=== Section Start ===
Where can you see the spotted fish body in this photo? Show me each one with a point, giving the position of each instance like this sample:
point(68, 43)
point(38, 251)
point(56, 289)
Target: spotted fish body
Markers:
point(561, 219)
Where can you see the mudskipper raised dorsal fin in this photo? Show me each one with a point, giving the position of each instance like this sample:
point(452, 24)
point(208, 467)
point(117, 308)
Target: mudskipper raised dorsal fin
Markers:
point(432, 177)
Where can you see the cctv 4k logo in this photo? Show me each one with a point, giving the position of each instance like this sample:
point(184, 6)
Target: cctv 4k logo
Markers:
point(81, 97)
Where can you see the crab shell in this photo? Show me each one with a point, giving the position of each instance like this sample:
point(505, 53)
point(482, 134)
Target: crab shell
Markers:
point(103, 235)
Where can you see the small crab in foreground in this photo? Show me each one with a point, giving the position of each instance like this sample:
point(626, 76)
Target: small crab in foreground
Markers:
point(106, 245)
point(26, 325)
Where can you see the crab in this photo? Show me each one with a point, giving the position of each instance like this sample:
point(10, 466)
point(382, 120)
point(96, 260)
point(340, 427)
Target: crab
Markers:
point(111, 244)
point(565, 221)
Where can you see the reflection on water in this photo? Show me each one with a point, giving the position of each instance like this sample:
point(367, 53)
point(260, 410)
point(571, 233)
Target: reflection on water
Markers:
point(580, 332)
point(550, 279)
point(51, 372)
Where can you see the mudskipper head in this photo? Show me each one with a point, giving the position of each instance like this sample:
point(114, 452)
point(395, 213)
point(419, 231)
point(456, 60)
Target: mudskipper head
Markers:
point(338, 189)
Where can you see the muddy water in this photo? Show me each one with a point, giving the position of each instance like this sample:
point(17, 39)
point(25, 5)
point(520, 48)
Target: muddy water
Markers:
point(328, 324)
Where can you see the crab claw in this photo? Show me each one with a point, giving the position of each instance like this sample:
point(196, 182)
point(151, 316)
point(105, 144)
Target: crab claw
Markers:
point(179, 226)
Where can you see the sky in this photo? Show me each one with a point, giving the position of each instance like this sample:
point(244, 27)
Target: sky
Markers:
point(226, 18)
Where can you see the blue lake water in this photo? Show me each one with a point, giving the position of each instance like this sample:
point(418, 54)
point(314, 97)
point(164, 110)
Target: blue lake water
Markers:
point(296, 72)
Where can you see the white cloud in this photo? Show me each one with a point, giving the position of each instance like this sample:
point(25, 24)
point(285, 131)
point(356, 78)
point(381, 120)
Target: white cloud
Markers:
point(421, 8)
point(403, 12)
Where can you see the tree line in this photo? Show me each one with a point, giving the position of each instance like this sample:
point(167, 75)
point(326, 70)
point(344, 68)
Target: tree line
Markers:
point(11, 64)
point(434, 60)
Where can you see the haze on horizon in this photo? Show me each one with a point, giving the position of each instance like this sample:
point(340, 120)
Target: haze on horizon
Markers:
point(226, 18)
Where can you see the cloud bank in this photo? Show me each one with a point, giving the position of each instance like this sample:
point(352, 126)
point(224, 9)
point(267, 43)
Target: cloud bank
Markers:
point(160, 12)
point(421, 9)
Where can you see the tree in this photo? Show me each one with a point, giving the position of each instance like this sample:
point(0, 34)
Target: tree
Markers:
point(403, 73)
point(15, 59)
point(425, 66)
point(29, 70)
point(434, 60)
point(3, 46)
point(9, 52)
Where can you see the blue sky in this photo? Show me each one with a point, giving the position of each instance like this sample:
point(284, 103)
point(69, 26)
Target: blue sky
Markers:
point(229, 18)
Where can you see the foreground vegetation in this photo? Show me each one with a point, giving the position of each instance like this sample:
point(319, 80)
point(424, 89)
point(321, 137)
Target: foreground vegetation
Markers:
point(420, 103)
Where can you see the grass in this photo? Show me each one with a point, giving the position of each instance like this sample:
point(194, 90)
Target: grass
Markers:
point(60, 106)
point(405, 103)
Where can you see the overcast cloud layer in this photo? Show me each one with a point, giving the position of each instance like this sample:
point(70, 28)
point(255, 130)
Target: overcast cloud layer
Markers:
=== Section End ===
### TASK REQUIREMENTS
Your response should hold the lines from the first line of the entries above through the line with "point(571, 233)", each retyped exactly, and nothing else.

### SOLVED EXERCISE
Where can you see the spotted fish body in this photo? Show me each one with a point, giving the position of each instance like this sample:
point(68, 43)
point(38, 251)
point(56, 289)
Target: spotted fish body
Markers:
point(561, 219)
Where can you see the mudskipper raised dorsal fin in this photo? Show me each one with a point, giving the position of each instance like this sample:
point(452, 24)
point(208, 467)
point(117, 308)
Target: mudskipper raised dorsal fin
Markers:
point(432, 177)
Where can you see the cctv 4k logo in this photo? Show me each one with a point, giving the position of each instance like this sample:
point(184, 6)
Target: cctv 4k logo
Markers:
point(81, 97)
Where can you see the crab shell in this photo? Show me each one with a point, giving the position of each instance like this sample:
point(505, 53)
point(482, 134)
Target: crab shell
Markers:
point(103, 235)
Where can you see the small crab in foreground in this photo? Show me each one with a point, giving the position of each instance like this sample:
point(626, 76)
Target: small crab in foreground
Markers:
point(106, 245)
point(26, 325)
Where can you see the crab in this photo? Show me each one with a point, giving the position of each instance like this sample:
point(10, 466)
point(382, 120)
point(96, 260)
point(340, 427)
Target: crab
Markers:
point(111, 244)
point(565, 221)
Where can you see the reflection on water in this photo? Show me each one with a point, giving the position of each instance like this sample:
point(367, 53)
point(260, 410)
point(571, 233)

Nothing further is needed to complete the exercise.